> _PROVIDED TEXT_
##############################
TheCorporateCounsel.net

August 15, 2019

Survey: Ending Blackout Periods

Every few years, we survey the practices relating to blackout & window periods (we’ve conducted over a dozen surveys in this area). Here’s the results from our latest one:

1. Which factor is most important in allowing a blackout period to end one day after an earnings release:
– Filer status being large accelerated filer and a WKSI – 19%
– Number of analysts providing coverage on company – 23%
– Average daily trading volume for the company – 10%
– None of the above is important – 48%

2. How many analysts covering the company is considered sufficient to allow blackout period to end one day after an earnings release:
– 1-5 – 3%
– 6-10 – 26%
– 11-15 – 13%
– 16 or more – 6%
– None of the above is important – 52%

3. What average daily trading volume is considered sufficient to allow blackout period to end one day after an earnings release:
– 1% of its outstanding common stock – 7%
– $5 million or more in average daily trading volume (daily trading volume x stock price) – 3%
– $10 million or more in average daily trading volume (daily trading volume x stock price) – 6%
– $25 million or more in average daily trading volume (daily trading volume x stock price) – 15%
– None of the above is important – 69%

Please take a moment to participate anonymously in these surveys:

Board Evaluations
Management Representation Letters

Dual Class: CII Names & Shames “Dual-Class Enabler” Directors

Last week, the CII published a list of 159 directors who served on boards of 2018 & 2019 IPO companies that went public with dual-class share structures & no sunset provisions. The CII’s “Dual-Class Enablers Spreadsheet” identifies the other public boards on which these directors serve. Here’s an excerpt from the CII’s press release discussing its rationale for the “naming & shaming” approach:

“The board that brings a company to public markets with unequal voting rights is responsible for the decision to disempower public shareholders,” said CII Executive Director Ken Bertsch. “The board’s decision can be a red flag of discomfort with accountability to outside shareholders.” He said that investors “may want to raise concern about that in their engagement with other boards on which these directors serve. Some investors may choose to vote against directors of single-class companies who participated in pre-IPO board decisions to adopt dual-class equity structures without sunsets elsewhere.”
##############################
(Saved data entries)
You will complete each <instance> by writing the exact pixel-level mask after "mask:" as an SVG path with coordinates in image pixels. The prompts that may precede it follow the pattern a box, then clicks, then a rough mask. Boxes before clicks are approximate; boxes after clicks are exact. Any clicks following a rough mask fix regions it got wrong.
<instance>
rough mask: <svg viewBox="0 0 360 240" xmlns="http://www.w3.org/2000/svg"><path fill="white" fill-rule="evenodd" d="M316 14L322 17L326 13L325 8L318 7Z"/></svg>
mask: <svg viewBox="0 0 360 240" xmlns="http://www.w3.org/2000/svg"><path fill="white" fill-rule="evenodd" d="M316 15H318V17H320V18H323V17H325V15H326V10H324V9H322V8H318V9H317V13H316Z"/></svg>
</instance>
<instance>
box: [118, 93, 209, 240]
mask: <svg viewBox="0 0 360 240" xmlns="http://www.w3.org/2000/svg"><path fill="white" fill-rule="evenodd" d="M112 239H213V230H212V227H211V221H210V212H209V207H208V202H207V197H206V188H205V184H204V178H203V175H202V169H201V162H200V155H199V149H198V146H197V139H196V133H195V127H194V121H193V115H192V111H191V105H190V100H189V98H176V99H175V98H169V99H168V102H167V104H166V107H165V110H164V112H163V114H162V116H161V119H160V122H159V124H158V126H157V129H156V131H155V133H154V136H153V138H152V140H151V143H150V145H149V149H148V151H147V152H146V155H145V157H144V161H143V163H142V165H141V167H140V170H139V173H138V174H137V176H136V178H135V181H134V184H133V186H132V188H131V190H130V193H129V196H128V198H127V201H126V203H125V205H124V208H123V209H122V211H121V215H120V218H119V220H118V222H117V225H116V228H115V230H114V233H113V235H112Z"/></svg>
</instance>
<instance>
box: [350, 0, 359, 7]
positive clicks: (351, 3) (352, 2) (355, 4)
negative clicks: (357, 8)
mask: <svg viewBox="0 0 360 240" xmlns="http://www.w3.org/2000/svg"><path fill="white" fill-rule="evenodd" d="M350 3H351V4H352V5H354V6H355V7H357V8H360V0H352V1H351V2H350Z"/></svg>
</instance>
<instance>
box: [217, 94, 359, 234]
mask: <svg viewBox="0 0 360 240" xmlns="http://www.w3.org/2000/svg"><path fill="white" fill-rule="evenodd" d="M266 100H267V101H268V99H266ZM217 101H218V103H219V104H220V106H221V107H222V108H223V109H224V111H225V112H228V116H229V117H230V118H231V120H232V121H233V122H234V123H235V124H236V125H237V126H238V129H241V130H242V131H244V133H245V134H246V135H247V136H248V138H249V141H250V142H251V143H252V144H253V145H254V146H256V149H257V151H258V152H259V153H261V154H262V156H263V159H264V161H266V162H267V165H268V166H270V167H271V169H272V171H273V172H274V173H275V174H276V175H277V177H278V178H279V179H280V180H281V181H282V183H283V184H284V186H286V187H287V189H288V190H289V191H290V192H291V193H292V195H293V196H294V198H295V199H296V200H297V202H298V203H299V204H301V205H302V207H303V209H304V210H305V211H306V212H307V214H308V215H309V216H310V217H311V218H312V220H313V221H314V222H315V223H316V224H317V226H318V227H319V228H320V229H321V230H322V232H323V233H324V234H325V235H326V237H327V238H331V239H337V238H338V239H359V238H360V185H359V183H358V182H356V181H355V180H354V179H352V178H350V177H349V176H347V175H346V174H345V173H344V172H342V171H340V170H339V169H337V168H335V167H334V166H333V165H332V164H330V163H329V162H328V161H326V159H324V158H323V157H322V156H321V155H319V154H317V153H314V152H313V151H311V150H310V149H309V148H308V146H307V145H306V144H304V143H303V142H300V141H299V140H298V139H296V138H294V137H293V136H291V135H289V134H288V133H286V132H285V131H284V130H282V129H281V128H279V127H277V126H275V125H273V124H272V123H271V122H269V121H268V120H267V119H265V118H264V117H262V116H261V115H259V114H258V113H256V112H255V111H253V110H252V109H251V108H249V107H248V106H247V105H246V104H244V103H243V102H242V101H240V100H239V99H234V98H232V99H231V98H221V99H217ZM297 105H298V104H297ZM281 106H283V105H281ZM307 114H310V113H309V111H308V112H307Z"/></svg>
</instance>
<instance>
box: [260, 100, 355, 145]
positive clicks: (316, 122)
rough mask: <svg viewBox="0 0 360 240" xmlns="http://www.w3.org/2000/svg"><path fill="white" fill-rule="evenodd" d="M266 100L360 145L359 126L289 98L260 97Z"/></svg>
##############################
> _WORK ITEM A_
Condense the paragraph in the text on blackout periods and dual-class directors that begins "Last week, the CII published," keeping its main facts.
> _WORK ITEM B_
Continue the text on blackout periods and dual-class directors, starting after its final sentence.

> _RESULT A_
Last week, the CII released a list of 159 directors who sat on the boards of 2018 and 2019 IPO companies that went public with dual-class share structures and no sunset provisions. Its "Dual-Class Enablers Spreadsheet" shows the other public boards where these directors serve. An excerpt from the CII's press release explains the reasoning behind this "naming & shaming" approach.

> _RESULT B_
The release also says that the list may have a deterrent effect on private companies considering dual class structures. Perhaps that’s the case. After all, this is the first time that the CII has taken action that provides a potential reputational downside for the directors of these companies. But personally, I’m skeptical. I still think that companies will only be deterred from going public with dual class structures when investors finally abandon their “buy now, whine later” approach to investments in them.

BlackRock: “Remain Calm! All is Well!”

Remember my recent blog about BlackRock’s defense of the size of its investment positions in public companies? Well, it published another blog on the Harvard Governance Forum that defends the voting power those investments represent. BlackRock reviews various proxy voting scenarios – elections, M&A, say-on-pay & shareholder proposals and the average margins of victory for each. From that data, they draw this conclusion:

The view that asset managers are ‘determining’ the outcome of proxy votes is not supported by the data. The vast majority of ballot items are won or lost by margins greater than 30%, meaning that even the three largest asset managers combined could not change the vote outcome. While the small subset of votes on shareholder proposals tend to be closer, the considerable variation in voting records among asset managers negates the concept of a multi-firm voting bloc as the ‘swing vote”.

In other words, – “most votes aren’t close, so you shouldn’t worry that we have the ability to determine the outcome of all close votes.”  These blogs certainly suggest that BlackRock is worried about the potential for regulatory intervention. But I don’t think they’re helping themselves by putting forward arguments that are so specious you can practically see beads of sweat forming on their upper lip.